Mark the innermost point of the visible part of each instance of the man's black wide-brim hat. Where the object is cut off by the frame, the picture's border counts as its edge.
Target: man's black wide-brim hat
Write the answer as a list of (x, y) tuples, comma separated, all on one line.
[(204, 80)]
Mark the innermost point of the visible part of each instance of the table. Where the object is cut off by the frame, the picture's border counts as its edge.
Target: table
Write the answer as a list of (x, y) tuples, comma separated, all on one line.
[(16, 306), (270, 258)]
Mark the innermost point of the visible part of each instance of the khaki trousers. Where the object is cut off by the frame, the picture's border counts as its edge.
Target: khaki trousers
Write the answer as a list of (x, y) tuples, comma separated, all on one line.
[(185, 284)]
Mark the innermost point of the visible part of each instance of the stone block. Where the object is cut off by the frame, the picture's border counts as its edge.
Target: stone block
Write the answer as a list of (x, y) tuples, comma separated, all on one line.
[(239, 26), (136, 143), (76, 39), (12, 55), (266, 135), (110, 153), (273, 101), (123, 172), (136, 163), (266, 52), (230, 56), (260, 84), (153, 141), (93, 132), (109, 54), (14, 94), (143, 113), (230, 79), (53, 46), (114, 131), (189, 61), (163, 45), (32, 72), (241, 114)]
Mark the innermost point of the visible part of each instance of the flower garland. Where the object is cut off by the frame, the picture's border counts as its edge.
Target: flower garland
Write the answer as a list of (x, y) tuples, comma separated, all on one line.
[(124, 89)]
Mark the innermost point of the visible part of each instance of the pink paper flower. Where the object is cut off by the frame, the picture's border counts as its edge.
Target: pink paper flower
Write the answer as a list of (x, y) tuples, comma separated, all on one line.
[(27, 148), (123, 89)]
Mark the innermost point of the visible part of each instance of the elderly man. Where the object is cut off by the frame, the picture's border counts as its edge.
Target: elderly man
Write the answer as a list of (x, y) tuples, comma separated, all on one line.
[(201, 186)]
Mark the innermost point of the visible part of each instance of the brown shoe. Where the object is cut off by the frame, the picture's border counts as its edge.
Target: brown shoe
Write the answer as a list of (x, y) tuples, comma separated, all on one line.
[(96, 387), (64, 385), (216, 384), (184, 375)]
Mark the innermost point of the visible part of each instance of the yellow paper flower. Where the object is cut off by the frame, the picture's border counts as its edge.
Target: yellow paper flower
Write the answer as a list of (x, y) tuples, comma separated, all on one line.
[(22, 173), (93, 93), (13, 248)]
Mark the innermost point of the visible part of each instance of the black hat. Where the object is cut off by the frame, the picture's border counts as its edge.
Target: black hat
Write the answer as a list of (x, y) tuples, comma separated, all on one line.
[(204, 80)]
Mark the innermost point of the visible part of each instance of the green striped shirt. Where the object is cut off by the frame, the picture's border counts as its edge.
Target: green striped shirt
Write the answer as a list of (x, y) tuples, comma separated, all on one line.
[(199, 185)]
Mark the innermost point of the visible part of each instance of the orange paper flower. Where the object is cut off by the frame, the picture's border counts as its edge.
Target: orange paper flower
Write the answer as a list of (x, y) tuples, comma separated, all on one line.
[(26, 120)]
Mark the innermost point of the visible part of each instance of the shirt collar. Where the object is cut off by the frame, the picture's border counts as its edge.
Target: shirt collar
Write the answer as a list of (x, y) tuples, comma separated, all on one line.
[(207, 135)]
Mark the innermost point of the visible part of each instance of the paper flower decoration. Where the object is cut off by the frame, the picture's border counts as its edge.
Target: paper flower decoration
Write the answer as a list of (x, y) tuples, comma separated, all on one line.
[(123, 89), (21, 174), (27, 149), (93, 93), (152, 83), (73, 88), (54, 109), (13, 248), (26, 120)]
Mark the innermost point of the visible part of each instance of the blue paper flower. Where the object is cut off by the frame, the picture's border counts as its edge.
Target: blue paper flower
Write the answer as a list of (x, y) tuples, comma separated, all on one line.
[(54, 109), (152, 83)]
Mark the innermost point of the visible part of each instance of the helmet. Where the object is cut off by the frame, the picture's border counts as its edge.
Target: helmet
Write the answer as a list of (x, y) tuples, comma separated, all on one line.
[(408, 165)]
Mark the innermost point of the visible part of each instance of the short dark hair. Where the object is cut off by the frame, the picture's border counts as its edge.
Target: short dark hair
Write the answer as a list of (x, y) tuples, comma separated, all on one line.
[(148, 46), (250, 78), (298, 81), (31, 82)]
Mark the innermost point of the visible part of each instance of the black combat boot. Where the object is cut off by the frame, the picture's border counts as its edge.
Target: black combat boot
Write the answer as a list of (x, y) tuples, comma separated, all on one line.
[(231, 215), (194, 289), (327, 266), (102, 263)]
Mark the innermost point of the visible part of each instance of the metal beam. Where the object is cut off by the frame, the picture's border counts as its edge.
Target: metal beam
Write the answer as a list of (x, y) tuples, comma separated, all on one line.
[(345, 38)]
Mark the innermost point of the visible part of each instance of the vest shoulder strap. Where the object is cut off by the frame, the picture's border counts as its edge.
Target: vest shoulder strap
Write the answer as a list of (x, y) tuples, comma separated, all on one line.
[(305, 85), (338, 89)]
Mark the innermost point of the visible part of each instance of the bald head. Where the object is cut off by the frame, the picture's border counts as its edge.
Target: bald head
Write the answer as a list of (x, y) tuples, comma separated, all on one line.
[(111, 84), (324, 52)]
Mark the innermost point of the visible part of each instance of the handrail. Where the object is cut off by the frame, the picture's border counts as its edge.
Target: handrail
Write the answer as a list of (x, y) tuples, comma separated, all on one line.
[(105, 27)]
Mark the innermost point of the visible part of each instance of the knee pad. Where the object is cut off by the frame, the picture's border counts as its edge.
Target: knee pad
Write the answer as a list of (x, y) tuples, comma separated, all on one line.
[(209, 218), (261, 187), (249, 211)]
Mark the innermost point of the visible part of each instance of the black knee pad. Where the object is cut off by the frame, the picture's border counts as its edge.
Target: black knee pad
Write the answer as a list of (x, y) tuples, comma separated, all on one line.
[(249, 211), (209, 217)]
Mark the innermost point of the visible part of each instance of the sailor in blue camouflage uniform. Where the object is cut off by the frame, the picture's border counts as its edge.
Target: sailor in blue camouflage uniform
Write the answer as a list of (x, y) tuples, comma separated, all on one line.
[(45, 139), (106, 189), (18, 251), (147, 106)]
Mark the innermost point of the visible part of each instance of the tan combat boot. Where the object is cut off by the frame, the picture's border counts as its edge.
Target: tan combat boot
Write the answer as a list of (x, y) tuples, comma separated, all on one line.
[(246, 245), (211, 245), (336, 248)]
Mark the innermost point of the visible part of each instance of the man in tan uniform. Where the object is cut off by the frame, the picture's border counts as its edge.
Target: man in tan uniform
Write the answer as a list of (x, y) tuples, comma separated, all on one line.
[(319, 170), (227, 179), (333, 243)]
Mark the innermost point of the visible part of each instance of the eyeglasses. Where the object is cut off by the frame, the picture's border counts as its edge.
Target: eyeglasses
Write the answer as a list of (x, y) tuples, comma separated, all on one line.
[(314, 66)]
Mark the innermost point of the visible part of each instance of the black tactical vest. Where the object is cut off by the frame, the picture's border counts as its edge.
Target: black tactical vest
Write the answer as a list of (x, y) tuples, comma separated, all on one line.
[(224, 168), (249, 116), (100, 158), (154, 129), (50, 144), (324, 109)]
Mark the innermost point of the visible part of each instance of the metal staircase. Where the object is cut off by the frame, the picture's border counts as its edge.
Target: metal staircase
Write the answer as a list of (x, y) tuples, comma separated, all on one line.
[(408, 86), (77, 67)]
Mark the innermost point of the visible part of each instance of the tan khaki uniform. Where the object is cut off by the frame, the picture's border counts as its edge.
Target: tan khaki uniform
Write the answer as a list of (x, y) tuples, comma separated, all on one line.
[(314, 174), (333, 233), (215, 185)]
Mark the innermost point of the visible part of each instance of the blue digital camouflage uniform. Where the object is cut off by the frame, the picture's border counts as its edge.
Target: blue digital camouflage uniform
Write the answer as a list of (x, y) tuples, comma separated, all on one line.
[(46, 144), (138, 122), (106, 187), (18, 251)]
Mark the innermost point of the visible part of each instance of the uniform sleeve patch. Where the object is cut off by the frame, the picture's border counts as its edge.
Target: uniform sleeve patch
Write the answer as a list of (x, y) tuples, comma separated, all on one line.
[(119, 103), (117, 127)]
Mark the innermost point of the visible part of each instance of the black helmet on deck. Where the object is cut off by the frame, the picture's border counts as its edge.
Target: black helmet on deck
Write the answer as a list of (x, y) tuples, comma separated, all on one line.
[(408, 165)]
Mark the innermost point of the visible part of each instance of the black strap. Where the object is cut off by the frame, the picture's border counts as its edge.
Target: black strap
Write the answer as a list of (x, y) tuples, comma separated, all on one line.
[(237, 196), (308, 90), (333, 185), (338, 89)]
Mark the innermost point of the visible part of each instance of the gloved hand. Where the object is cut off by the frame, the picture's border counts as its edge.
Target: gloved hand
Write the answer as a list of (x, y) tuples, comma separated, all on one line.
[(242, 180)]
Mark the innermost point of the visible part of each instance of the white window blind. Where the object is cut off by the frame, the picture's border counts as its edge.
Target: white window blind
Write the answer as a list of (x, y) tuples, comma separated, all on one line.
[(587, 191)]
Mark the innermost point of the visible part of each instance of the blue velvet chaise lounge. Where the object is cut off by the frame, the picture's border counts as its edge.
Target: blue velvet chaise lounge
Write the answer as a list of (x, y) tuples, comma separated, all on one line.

# Written exercise
Put every line of the material from the line containing "the metal beam." down to the line containing "[(249, 211), (209, 217)]", both ends included, into a JSON list of strings with one string per line and blank lines left out.

# Complete response
[
  "Mark the innermost point of the visible part of each instance of the metal beam. Where the object is cut off by the frame, the picture's border counts as its edge.",
  "Target: metal beam",
  "Write the answer as a list of (x, y) tuples, comma separated, all on one line.",
  "[(345, 38)]",
  "Mark the innermost point of the visible part of each instance of the vest shoulder strap. Where the object is cut off by the frame, the picture's border counts as its edge.",
  "Target: vest shoulder strap",
  "Write the answer as a list of (x, y) tuples, comma separated, all on one line.",
  "[(305, 85), (338, 89)]",
  "Mark the innermost point of the visible part of each instance of the bald head. Where the object is cut off by the frame, the picture's border counts as its edge.",
  "Target: bald head",
  "Write the answer as a list of (x, y) tuples, comma separated, all on one line.",
  "[(111, 84), (324, 52)]",
  "Mark the innermost point of the visible part of each instance of the handrail. Where the object is cut off by the frame, the picture's border counts as its edge.",
  "Target: handrail",
  "Write the answer as a list of (x, y) tuples, comma separated, all on one line.",
  "[(105, 27)]",
  "Mark the innermost point of the visible part of each instance of the knee pad. Where the object is cut off by the frame, the picture's border counts as its edge.",
  "Target: knee pad",
  "Write the answer as a list of (x, y) tuples, comma separated, all on one line.",
  "[(209, 218), (261, 187), (249, 211)]",
  "Mark the innermost point of the visible part of each instance of the black knee pad. Where the object is cut off by the frame, the picture's border counts as its edge.",
  "Target: black knee pad",
  "Write the answer as a list of (x, y) tuples, comma separated, all on one line.",
  "[(249, 211), (209, 217)]"
]